=== Task requirements ===
Could you rescale the entries, starting from the very first one and stopping after the line that contains "[(473, 510)]"? Give each of those lines again, requests included, with every coordinate in the answers multiplied by 2.05 and rounded to a whole number (halves go up), and leave the pictures out.

=== Supplied records ===
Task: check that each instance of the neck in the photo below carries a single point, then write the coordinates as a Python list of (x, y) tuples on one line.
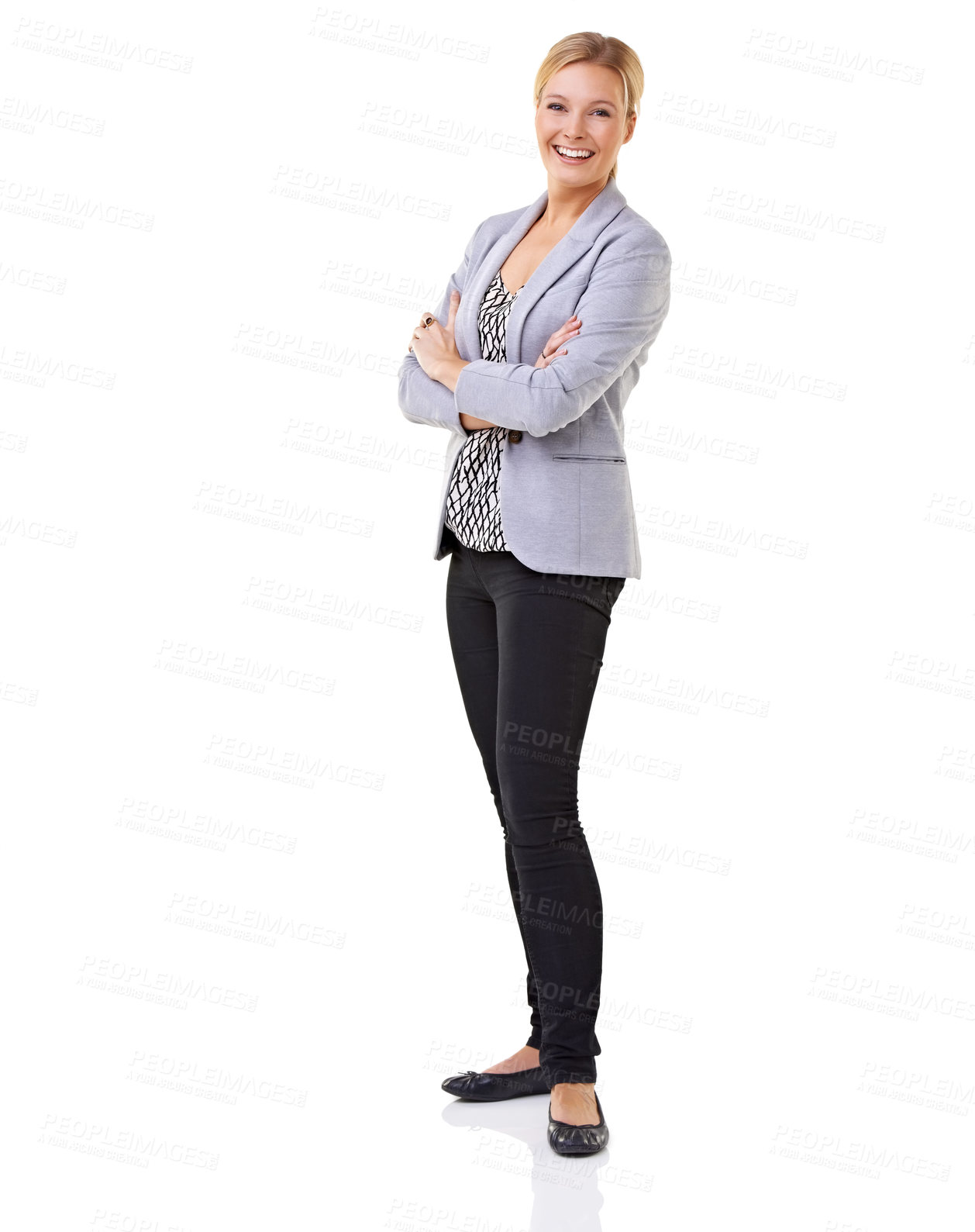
[(567, 205)]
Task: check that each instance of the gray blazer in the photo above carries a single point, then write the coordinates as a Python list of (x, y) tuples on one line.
[(564, 485)]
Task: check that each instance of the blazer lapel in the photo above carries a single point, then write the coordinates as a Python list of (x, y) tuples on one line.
[(577, 240)]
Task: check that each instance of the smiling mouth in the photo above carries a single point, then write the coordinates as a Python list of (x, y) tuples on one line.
[(583, 156)]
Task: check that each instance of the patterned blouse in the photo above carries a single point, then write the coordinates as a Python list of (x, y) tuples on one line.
[(473, 510)]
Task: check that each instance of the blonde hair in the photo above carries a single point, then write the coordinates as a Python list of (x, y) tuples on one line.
[(596, 50)]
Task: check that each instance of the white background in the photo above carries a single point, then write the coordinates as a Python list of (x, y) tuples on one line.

=== Full response ===
Task: check that each instance of the neck in the photo below carries a single point, then write the coordinates as a Python list of (x, y) tuples on one line.
[(1162, 420)]
Task: check that each instance of the gray blazer in the photo above carries a single point, then write the coordinates as a Python list of (x, y) tuples on one line.
[(1156, 994)]
Task: check that each instance of the blazer lapel in the photo above carries a single point, then write the coordinates as a Python list of (x, y) tuples on one line.
[(1183, 492)]
Task: check that each instance of the smiling mouth in the photo above carries a single point, then write the coordinates as a Python list of (x, y) tuples on one line.
[(1195, 320)]
Task: check that each instance of the patterned blouse in the photo above carries a single point, then write the coordinates as a Python list of (x, y) tuples on one line.
[(970, 1046)]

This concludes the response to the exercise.